PROBLEM
Repeat every line of the material, character for character.

TASK DATA
————

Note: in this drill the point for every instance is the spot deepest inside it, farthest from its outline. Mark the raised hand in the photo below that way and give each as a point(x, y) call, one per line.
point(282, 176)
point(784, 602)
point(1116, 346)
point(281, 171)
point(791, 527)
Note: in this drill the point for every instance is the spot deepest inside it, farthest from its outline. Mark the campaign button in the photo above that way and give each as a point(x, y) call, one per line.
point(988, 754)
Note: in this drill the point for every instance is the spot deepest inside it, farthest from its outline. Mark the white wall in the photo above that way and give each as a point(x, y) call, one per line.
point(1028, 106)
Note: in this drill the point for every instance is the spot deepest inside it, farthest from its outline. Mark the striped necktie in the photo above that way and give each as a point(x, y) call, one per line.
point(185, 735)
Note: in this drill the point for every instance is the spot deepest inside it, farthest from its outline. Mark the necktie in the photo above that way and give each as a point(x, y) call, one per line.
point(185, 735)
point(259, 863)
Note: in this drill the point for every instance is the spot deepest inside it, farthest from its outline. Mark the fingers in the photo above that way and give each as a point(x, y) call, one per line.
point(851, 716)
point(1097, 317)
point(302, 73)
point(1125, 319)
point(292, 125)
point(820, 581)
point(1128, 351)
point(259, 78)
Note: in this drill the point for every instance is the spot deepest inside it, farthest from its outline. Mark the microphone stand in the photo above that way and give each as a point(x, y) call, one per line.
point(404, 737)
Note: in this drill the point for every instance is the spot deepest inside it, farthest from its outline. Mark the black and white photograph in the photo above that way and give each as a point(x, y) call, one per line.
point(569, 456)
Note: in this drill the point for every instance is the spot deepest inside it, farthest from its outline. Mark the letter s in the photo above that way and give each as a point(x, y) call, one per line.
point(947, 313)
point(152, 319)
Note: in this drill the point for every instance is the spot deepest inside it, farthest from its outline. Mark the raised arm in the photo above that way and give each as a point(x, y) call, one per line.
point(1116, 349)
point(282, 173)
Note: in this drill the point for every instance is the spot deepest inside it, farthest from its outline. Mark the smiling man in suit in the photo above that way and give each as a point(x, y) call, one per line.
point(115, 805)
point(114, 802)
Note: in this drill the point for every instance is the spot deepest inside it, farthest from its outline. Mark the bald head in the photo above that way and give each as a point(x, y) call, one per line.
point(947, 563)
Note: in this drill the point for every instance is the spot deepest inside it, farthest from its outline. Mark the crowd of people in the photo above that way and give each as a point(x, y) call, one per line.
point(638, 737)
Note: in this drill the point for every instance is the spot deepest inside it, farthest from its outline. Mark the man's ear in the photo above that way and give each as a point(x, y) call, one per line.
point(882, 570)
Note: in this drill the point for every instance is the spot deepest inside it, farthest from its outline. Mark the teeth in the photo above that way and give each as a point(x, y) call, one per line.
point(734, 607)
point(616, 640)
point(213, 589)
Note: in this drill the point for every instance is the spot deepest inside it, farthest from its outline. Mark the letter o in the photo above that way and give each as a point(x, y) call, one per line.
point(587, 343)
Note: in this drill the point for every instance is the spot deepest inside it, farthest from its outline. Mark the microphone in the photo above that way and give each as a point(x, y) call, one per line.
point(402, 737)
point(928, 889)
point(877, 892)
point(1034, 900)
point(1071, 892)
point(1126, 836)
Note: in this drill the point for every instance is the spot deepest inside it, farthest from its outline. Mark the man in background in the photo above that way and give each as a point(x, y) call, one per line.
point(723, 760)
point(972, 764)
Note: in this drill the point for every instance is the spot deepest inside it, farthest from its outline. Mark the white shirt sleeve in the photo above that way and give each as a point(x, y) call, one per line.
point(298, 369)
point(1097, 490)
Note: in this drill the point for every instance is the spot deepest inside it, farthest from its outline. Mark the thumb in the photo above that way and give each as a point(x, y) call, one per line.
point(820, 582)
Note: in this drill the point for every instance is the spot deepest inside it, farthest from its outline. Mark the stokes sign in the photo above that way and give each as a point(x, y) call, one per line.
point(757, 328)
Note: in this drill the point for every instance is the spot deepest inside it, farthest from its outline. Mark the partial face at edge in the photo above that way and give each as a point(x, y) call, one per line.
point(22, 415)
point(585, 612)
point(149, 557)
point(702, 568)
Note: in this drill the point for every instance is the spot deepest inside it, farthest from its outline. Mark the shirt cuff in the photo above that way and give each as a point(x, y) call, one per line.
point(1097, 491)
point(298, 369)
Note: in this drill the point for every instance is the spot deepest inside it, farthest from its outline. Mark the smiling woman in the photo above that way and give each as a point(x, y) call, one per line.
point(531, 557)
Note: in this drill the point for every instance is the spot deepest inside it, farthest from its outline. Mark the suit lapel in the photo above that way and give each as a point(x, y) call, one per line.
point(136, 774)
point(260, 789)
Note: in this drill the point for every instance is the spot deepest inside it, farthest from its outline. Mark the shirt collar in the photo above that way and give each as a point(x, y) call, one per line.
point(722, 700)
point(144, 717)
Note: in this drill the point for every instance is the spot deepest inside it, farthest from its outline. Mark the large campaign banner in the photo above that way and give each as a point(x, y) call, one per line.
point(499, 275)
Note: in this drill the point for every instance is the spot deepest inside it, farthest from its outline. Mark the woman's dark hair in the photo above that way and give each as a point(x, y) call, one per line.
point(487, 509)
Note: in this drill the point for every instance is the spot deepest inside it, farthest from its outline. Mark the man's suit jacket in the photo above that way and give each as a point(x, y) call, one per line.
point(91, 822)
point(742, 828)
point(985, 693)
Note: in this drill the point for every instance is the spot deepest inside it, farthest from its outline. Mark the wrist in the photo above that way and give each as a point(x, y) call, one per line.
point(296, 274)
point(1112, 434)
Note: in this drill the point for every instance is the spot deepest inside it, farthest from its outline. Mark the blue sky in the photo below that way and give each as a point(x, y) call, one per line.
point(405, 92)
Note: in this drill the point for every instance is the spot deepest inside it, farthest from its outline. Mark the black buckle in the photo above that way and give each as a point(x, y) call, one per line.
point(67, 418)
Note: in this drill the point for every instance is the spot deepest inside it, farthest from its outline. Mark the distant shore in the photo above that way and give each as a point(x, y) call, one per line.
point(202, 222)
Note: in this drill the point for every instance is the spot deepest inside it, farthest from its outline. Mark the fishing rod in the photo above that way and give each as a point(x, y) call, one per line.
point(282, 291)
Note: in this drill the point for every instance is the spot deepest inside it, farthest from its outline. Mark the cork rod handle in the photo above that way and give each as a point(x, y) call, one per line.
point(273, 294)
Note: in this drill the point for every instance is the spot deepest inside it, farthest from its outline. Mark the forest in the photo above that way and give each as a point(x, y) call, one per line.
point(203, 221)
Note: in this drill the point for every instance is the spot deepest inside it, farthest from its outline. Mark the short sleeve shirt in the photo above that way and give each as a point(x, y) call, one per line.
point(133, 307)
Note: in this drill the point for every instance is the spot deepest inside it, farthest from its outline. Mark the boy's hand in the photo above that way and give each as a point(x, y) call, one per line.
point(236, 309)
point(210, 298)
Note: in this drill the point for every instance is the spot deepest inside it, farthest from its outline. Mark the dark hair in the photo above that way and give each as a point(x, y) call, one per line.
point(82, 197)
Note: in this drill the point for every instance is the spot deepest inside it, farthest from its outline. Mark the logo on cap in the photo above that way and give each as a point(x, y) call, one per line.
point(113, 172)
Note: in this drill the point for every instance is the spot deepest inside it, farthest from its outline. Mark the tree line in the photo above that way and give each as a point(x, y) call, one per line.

————

RESULT FOR THIS TASK
Note: in this drill the point for every instance is the spot deepest inside it, farthest from its outline. Mark the raised hand in the photo below that way and give each as a point(x, y) call, one per line.
point(282, 176)
point(784, 602)
point(1116, 346)
point(281, 171)
point(791, 527)
Note: in this drill the point for every instance is the spot deepest inside it, farthest from its outline. Mark the campaign button in the photo above that way and give each as a point(x, y) call, one per line.
point(988, 754)
Note: in this drill the point for every instance is the spot deepest inside it, farthest from its outline. Mark the white wall in the photo above that way and give each as a point(x, y) call, one per line.
point(1028, 106)
Note: in this drill the point for every instance is the spot deepest inside it, farthest from its outline. Mark the striped necktie in the photo above that way and give each as a point(x, y) call, one per line.
point(185, 735)
Note: in this drill the point for every instance is the spot deepest inside it, farthest from its outline. Mark the necktie in the photo above that way and give each as a point(x, y) call, one per line.
point(185, 735)
point(259, 863)
Note: in this drill the point for every instance is the spot deepest inside it, farthest from its outline. Mark the fingers in the photo above that way and give each as a point(x, y) call, one per line.
point(851, 716)
point(1097, 317)
point(302, 73)
point(1125, 319)
point(292, 125)
point(820, 581)
point(1128, 351)
point(259, 78)
Note: in this drill the point for every instance is the spot deepest inside it, farthest from its outline. Mark the microphone stand in the photo above that way and give each as a point(x, y) call, one per line.
point(404, 737)
Note: in this drill the point for every instance is the spot deepest inside it, farthest from its outline. Mark the black and white photograph in the photo above that way and give each as a point(x, y) call, one per line.
point(569, 456)
Note: in this drill the point for every instance is the spot deepest inside it, farthest from its outline. Mark the letter s in the photo above that way and give each as a point(x, y) call, one per line.
point(947, 313)
point(152, 319)
Note: in this drill the point for every instance is the spot deepest inside it, farthest from its outline. Mark the raised arm in the photo above that way and give each as a point(x, y) call, one per line.
point(1116, 349)
point(282, 173)
Note: in this drill the point for every instance is the spot deepest inside it, farthest from its outline. Mark the smiling man in suit in the photo above that way and give each as a point(x, y) call, one per line.
point(115, 805)
point(114, 802)
Note: in this drill the point for every instance is the spot deepest inside it, farthest from its outline. Mark the bald head in the photo above that way and give each as a point(x, y) call, one per line.
point(947, 563)
Note: in this drill the point for every instance is the spot deepest inside it, farthest from its outline. Mark the crowd of people in the photo above that way and give each as a point(x, y) call, one per line.
point(638, 737)
Note: in this drill the point for every instance is the spot deepest inside it, farthest from its outline. Mark the man's ear in the photo above that way and give each as a point(x, y) call, one per line.
point(882, 570)
Note: in this drill the point for every instance is the spot deepest inside it, farthest from its outline. Mark the teeth in the photo above that way and give each as a point(x, y) call, one per line.
point(734, 607)
point(616, 640)
point(213, 589)
Note: in this drill the point for every instance is the spot deepest inside it, farthest from its outline. Mark the letter o in the photo above that way and give each as a point(x, y) call, one per line.
point(587, 343)
Note: in this drill the point for every instance is the spot deepest inside it, farthest from its outline. Mark the microphone in the photo above that way and give each as a point(x, y) call, one per line.
point(402, 737)
point(928, 889)
point(877, 892)
point(1034, 900)
point(1071, 892)
point(1126, 836)
Note: in this drill the point for every instance is the spot deepest inside it, farthest from its outline. Mark the man in background in the photo above that way and give each as a point(x, y) call, one per line.
point(723, 760)
point(972, 764)
Note: in this drill the point for every instance is the spot deepest inside it, farthest from its outline. Mark the white shirt sleeve in the photo above that way and give each as a point(x, y) call, one per line.
point(298, 369)
point(1097, 490)
Note: in this drill the point for every instance is the spot deepest inside it, farthest from its outline. Mark the thumb in the photo above that way and give each as a point(x, y) call, one per line.
point(820, 582)
Note: in this drill the point for every instance is the spot deepest inside it, farthest from its outline. Mark the stokes sign in the photo above that way and give each as a point(x, y) call, one per line.
point(757, 328)
Note: in this drill the point for every instance is the spot deepest inside it, farthest from its outline. Mark the partial face at edge in the photo above that way and give each as a point(x, y) call, one per line.
point(22, 415)
point(585, 612)
point(149, 557)
point(702, 568)
Note: in this drill the point for every instance is the spot deepest inside it, farthest from its outline. Mark the shirt cuff in the photo above that way and give each as a point(x, y) call, one per line.
point(1097, 491)
point(298, 369)
Note: in this drill the point for every instance is the spot deepest inside it, farthest from its outline. Mark the smiling woman in the photo above that way and give each as a point(x, y) call, one per line.
point(531, 557)
Note: in this drill the point for every instance is the spot deepest inside it, farthest from its outline. Mark the suit lapel in the photo above that way and give each as a point(x, y) call, one per line.
point(136, 774)
point(260, 789)
Note: in this drill the point for every instance is the spot deepest inside it, farthest from its outline. Mark the shirt collar in the photo above that way and give each as a point(x, y) call, one per line.
point(722, 700)
point(144, 717)
Note: in this drill the point for every instance is the spot deepest inside it, farthest from its outline. Mark the large campaign banner in the photo above that way and give each as a point(x, y) call, one per line.
point(499, 275)
Note: in this drill the point for every instance is the spot deepest inside it, farthest from its outline. Mark the woman's dark hair in the photo above that way and give each as a point(x, y) call, one per line.
point(487, 509)
Note: in this drill the point for every instance is the spot deepest inside it, farthest from its outline. Mark the man's suit jacket in the photo above that way and give each as a point(x, y) call, one per line.
point(91, 822)
point(742, 828)
point(985, 693)
Note: in this drill the point for every instance is the spot deepest inside it, farthest from its outline. Mark the wrist in the photo above that way and give each as a point(x, y) call, one per line.
point(296, 274)
point(1112, 434)
Note: in this drill the point for every instance is the spot deepest inside it, farthest from its outline. Mark the blue sky in the photo below that way and give each as a point(x, y) call, one per line.
point(405, 92)
Note: in this drill the point for every instance is the spot deepest inside it, farthest from its outline. Mark the black buckle in the photo above that way and give each as a point(x, y) call, one per line.
point(67, 418)
Note: in this drill the point for every instance is the spot deepest inside it, farthest from its outline. Mark the distant shore in the photo above that way and give each as a point(x, y) call, one per line.
point(202, 222)
Note: in this drill the point for every instance is the spot deepest inside it, farthest from its outline. Mark the fishing rod in the photo above that way and give each as a point(x, y) call, one per line.
point(282, 291)
Note: in this drill the point for every instance is the spot deepest inside it, farthest from its outline. Mark the cork rod handle in the photo above that way and give each as a point(x, y) call, one per line.
point(273, 294)
Note: in this drill the point for every instance is the spot deepest inside it, farthest from its outline. Mark the forest in the photo above that way and give each as a point(x, y) call, one per line.
point(203, 221)
Note: in this drill the point for every instance is the spot deepest inside it, farthest from its outline. Mark the short sleeve shirt in the photo above that way and give each as a point(x, y) call, one per line.
point(133, 307)
Note: in this drill the point for every instance is the spot deepest inside it, farthest from its outline. Mark the boy's hand in the photo above that way and give each as a point(x, y) call, one per line.
point(236, 309)
point(210, 298)
Note: in this drill the point for every instance is the spot deepest inside it, farthest from its outline. Mark the dark hair in the photo above that way and give each as a point(x, y) call, one per line.
point(82, 197)
Note: in this drill the point for every instance is the spot deepest inside it, farthest from its outline. Mark the logo on cap in the photo above that way and give each as a point(x, y) call, one per line.
point(113, 172)
Note: in this drill the point for every instance is the spot deepest inside it, farthest from its outline. Mark the tree line in the photo above that way and give each as a point(x, y) call, one per line.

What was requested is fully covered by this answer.